Aim
Rewrite all the items below, swapping every "marker" for "dot" and keeping everything else the same. Leave the pictures out.

Material shown
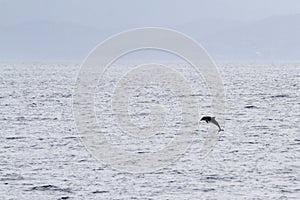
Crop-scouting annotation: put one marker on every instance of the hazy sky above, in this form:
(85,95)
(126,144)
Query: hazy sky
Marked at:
(122,13)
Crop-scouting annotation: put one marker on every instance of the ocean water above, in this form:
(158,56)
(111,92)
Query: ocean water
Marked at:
(256,157)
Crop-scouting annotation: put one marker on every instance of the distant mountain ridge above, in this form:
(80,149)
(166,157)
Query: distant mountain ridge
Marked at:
(273,38)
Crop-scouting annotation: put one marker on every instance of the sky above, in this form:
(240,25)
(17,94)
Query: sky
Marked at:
(228,29)
(123,13)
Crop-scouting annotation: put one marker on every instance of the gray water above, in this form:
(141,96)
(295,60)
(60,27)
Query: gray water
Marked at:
(256,157)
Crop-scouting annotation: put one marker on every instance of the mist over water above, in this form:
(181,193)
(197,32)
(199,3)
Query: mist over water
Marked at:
(257,156)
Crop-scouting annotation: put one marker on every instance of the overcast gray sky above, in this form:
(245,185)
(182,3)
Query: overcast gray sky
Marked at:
(121,13)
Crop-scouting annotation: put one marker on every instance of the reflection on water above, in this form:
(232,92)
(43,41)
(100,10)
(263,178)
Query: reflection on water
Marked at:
(257,156)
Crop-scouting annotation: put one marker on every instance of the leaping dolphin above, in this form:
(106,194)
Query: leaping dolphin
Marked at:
(211,120)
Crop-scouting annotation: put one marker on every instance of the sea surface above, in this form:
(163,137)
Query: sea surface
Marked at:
(256,157)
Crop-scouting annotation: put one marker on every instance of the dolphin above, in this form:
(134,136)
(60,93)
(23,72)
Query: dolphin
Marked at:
(211,120)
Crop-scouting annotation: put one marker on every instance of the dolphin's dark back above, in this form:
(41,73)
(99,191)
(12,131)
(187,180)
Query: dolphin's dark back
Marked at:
(206,118)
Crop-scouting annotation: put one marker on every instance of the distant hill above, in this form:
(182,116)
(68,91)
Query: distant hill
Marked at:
(273,38)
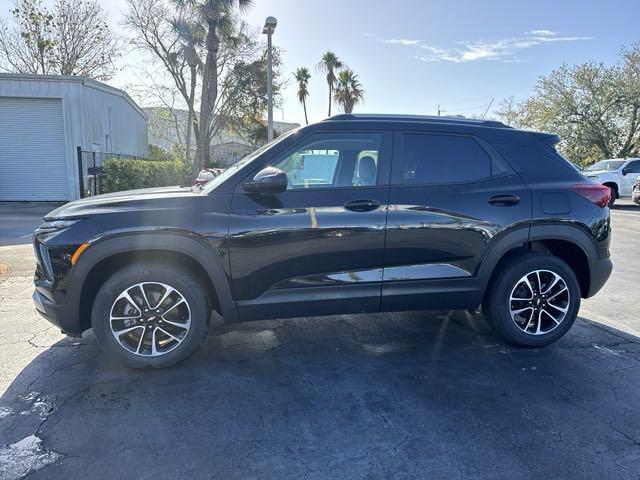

Exercise response
Crop-scouting annotation: put one dot on every instance of the hazy sky above, in this form:
(85,95)
(126,144)
Query: hazy sky
Marked at:
(122,13)
Crop-scouting annotation: put one dot on every instance of the ocean water above, in this form:
(158,56)
(111,92)
Query: ocean water
Marked at:
(256,157)
Crop-scouting annotation: put one dot on every instance of the distant mountain ridge above, in this form:
(80,149)
(166,157)
Query: distant mountain ridge
Marked at:
(273,38)
Crop-scouting annotation: put one dot on every instance of the sky above, in this form:
(240,25)
(17,94)
Query: sky
Marked at:
(228,29)
(123,13)
Crop-scouting annotation: put one dot on every instance of the gray water above, in this form:
(141,96)
(295,60)
(60,27)
Query: gray water
Marked at:
(256,157)
Crop-scouting annotation: put one dot on every instance of the mist over water above, in this form:
(181,193)
(197,32)
(199,3)
Query: mist over water
Marked at:
(257,156)
Crop-scouting annotation: put one dot on every instance of the overcast gray sky above, in this form:
(245,185)
(182,3)
Query: overcast gray sky
Marked at:
(121,13)
Crop-scouting annotation: put one dot on every instance of the reflection on water above, in this form:
(232,92)
(43,41)
(100,10)
(263,178)
Query: reflection on water
Marked at:
(257,156)
Crop-scouting annotation: put one dot on every instance of the leaping dolphin above, in this form:
(106,194)
Query: leaping dolphin
Marked at:
(211,120)
Crop-scouting annotation: put one dot on every instance of the sea surface above, in this form:
(163,137)
Query: sea surface
Marked at:
(256,157)
Crop-scouting annotation: put one dot on every instance of the dolphin above, in this form:
(134,136)
(60,93)
(23,72)
Query: dolphin
Marked at:
(211,120)
Crop-scouting annotation: put one dot on every instance of the dolphin's dark back above, in this form:
(41,73)
(99,191)
(12,131)
(187,180)
Query: dolphin's dark back
Marked at:
(206,118)
Crop-scouting annotation: put one dot on every instance of the distant hill above, in this form:
(182,116)
(68,91)
Query: distant hill
Marked at:
(273,38)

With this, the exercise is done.